* _SELECTION_
[BEGIN]
How to parse file patterns using Apache commons CLI

1.1k views Asked by At

I'm trying to parse my command line arguments using the apache commons CLI. It might be a bit heavy handed for the example here, but it makes sense in the context of the program I'm creating. I'm trying to read a file pattern filter, similar to what grep uses to select files to process.

My Argument looks like this:

Program --input *.*

I've written a test program to see what the parser is seeing;

public static void main(String[] args) {

    Options options = new Options();
    options.addOption(new Option(INPUT_FILTER_SHORT, INPUT_FILTER_LONG, true, INPUT_FILTER_DESCRIPTION));

    CommandLineParser parser = new BasicParser();
    CommandLine cmd = parser.parse(options, args);

    System.out.println(cmd.getOptionValue(INPUT_FILTER_SHORT));
}

This prints out:

.classpath

If I change my arguments to:

Program --input test.txt

I get the output:

test.txt

I'm assuming that I have to do something to tell apache commons what * is not a special character? I can't seem to find anything about this online.

I'm experiencing this on Windows (7). I'm fairly certain it's the *.* which is causing the issue as when I swap to using patterns that don't use *, the expected pattern shows up.

1

There are 1 answers

2
slim On

Your problem isn't really to do with Commons CLI, but to do with how the shell and the Java executable together process the parameters.

To eliminate other factors, and see what's going on, use a short Java program:

public class ArgsDemo {
     public static void main(String[] args) {
         for(int i=0; i<args.length; i++) {
              System.out.println("" + i + ": " + args[i]);
         }
     }
}

Play with java ArgsDemo hello world, java ArgsDemo * etc. and observe what happens.

On UNIX and Linux:

Java does no special processing of *. However, the shell does. So if you did:

$ mkdir x
$ cd x
$ touch a b
$ java -jar myjar.jar MyClass *

... then MyClass.main() would be invoked with the parameter array ["a","b"] -- because the UNIX shell expands * to files in the current directory.
[END]
* _GIVEN REQUEST 1_
Answer these questions about the Commons CLI thread, one line each:
(a) What does the test program print when it is run with the argument --input *.*?
(b) Which version of Windows does the asker say they are using?
(c) According to the reply, what does the UNIX shell expand * to?
* _GIVEN REQUEST 2_
Translate this sentence from the Commons CLI thread into Spanish: "Your problem isn't really to do with Commons CLI, but to do with how the shell and the Java executable together process the parameters."
* _GIVEN REQUEST 3_
Quote the Commons CLI thread word for word, from "I'm assuming that" up to and including "process the parameters.".

* _DATA EXCERPT_
[BEGIN]
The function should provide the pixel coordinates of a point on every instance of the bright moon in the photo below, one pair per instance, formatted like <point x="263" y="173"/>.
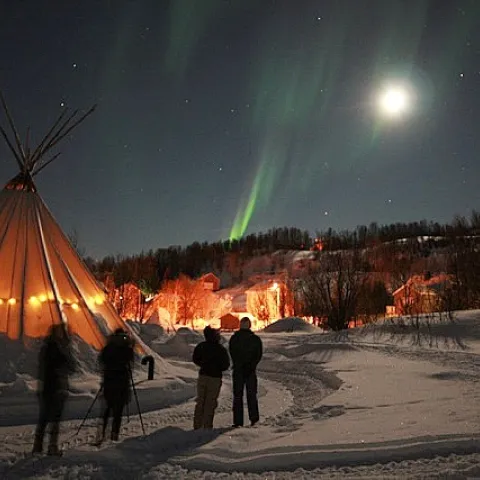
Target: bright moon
<point x="394" y="101"/>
[END]
* _EXERCISE RESULT 1_
(a) .classpath
(b) Windows 7
(c) Files in the current directory

* _EXERCISE RESULT 2_
Tu problema no tiene que ver realmente con Commons CLI, sino con cómo el shell y el ejecutable de Java procesan juntos los parámetros.

* _EXERCISE RESULT 3_
I'm assuming that I have to do something to tell apache commons what * is not a special character? I can't seem to find anything about this online.

I'm experiencing this on Windows (7). I'm fairly certain it's the *.* which is causing the issue as when I swap to using patterns that don't use *, the expected pattern shows up.

1

There are 1 answers

2
slim On

Your problem isn't really to do with Commons CLI, but to do with how the shell and the Java executable together process the parameters.